◆ ACTIVITY: The span to repeat in the listing below runs from the line containing "instance of window." to the line containing "of stone paving", inclusive. Repeat it exactly, and only it.

◆ MATERIAL PROVIDED:
+++

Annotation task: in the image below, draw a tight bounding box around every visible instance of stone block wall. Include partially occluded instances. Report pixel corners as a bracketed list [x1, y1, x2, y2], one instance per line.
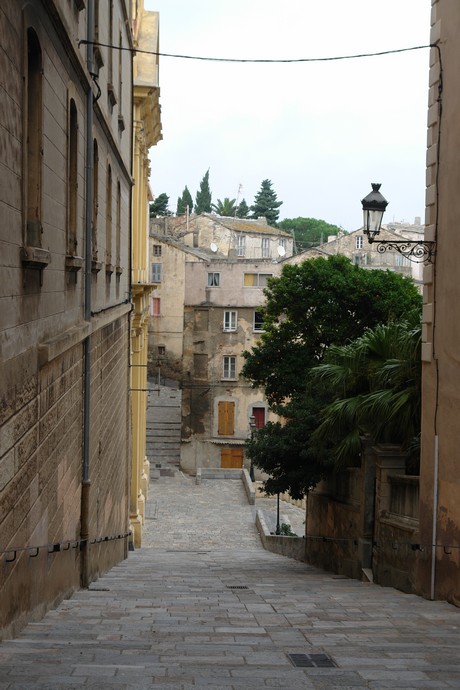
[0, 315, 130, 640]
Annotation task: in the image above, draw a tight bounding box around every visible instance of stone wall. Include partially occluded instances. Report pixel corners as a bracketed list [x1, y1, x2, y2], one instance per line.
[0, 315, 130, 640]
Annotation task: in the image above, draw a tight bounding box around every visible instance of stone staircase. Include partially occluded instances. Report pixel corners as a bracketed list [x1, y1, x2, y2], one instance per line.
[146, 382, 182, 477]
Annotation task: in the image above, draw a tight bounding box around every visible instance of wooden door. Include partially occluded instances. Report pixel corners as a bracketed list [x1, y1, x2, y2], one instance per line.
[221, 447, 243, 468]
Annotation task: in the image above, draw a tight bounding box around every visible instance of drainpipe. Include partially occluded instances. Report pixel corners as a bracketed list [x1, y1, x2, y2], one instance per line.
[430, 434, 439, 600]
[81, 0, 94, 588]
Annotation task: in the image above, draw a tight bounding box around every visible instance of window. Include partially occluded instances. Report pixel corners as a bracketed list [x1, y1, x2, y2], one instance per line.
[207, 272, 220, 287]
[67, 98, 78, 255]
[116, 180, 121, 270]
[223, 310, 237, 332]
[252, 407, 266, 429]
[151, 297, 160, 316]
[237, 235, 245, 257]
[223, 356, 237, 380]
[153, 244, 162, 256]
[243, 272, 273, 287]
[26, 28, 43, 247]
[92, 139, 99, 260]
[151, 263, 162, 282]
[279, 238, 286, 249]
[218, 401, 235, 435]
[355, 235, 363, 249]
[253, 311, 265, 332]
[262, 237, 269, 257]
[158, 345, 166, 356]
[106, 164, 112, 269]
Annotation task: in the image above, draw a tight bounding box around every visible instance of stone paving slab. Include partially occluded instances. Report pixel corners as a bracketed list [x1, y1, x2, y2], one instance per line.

+++

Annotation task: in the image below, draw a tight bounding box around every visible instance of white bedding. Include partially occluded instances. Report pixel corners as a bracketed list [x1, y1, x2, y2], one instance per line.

+++

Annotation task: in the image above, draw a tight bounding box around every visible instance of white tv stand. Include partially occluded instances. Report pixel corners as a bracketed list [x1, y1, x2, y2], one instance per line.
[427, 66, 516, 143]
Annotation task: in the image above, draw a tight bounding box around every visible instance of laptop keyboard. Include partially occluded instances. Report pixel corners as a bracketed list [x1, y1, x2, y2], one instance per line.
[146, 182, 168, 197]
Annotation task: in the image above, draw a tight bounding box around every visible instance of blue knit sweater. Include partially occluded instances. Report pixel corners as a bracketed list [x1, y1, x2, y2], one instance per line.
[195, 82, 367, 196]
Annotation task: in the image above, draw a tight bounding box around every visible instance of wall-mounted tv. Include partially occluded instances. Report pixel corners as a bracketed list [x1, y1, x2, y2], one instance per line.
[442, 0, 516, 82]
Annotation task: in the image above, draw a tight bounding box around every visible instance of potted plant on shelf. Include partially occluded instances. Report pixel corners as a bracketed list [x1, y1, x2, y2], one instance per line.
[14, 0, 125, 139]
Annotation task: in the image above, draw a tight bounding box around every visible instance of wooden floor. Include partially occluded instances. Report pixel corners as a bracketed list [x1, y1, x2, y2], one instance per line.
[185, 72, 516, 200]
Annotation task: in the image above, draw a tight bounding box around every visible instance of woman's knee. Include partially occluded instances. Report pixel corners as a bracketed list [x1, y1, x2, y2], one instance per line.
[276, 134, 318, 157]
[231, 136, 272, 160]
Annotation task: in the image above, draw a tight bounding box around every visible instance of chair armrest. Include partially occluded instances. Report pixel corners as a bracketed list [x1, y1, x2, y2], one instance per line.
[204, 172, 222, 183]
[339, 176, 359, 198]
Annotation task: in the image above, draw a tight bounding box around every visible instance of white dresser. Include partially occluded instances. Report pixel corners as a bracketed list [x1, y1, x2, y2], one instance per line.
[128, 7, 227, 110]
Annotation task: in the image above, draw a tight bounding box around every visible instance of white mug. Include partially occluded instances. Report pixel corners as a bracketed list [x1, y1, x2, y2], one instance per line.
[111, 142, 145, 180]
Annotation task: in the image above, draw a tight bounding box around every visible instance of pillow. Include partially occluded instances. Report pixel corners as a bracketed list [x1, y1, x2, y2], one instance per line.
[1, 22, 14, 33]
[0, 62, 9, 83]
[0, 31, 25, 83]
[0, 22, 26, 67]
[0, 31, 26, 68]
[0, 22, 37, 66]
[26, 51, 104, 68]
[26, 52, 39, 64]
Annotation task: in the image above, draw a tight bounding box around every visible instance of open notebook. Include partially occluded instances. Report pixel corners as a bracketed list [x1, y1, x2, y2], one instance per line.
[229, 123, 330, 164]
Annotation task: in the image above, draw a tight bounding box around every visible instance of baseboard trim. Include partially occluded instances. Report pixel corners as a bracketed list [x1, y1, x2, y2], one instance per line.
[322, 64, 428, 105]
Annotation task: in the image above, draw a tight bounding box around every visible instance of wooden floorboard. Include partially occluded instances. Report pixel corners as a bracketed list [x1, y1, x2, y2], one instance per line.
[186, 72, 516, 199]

+++

◆ ANSWER TO THE EXERCISE:
Annotation task: in the image above, draw a tight bounding box around every visible instance of window. Include partially occluded instances. Report pixel corners as a bracketed list [x1, y1, x2, y2], one instance per line.
[207, 272, 220, 287]
[67, 98, 78, 255]
[116, 180, 121, 270]
[223, 310, 237, 332]
[252, 407, 266, 429]
[151, 297, 160, 316]
[237, 235, 245, 257]
[223, 356, 237, 380]
[153, 244, 162, 256]
[243, 272, 273, 287]
[26, 28, 43, 247]
[92, 139, 99, 260]
[151, 263, 162, 282]
[279, 238, 286, 249]
[218, 401, 235, 435]
[355, 235, 363, 249]
[253, 311, 265, 332]
[262, 237, 269, 257]
[158, 345, 166, 356]
[106, 164, 112, 269]
Annotation task: in the image above, draw a tight bounding box around every visible instance of stone paving slab. Include partially occluded instances. Report pixel corners as a bracketed list [x1, y1, x2, y2], one instance per line.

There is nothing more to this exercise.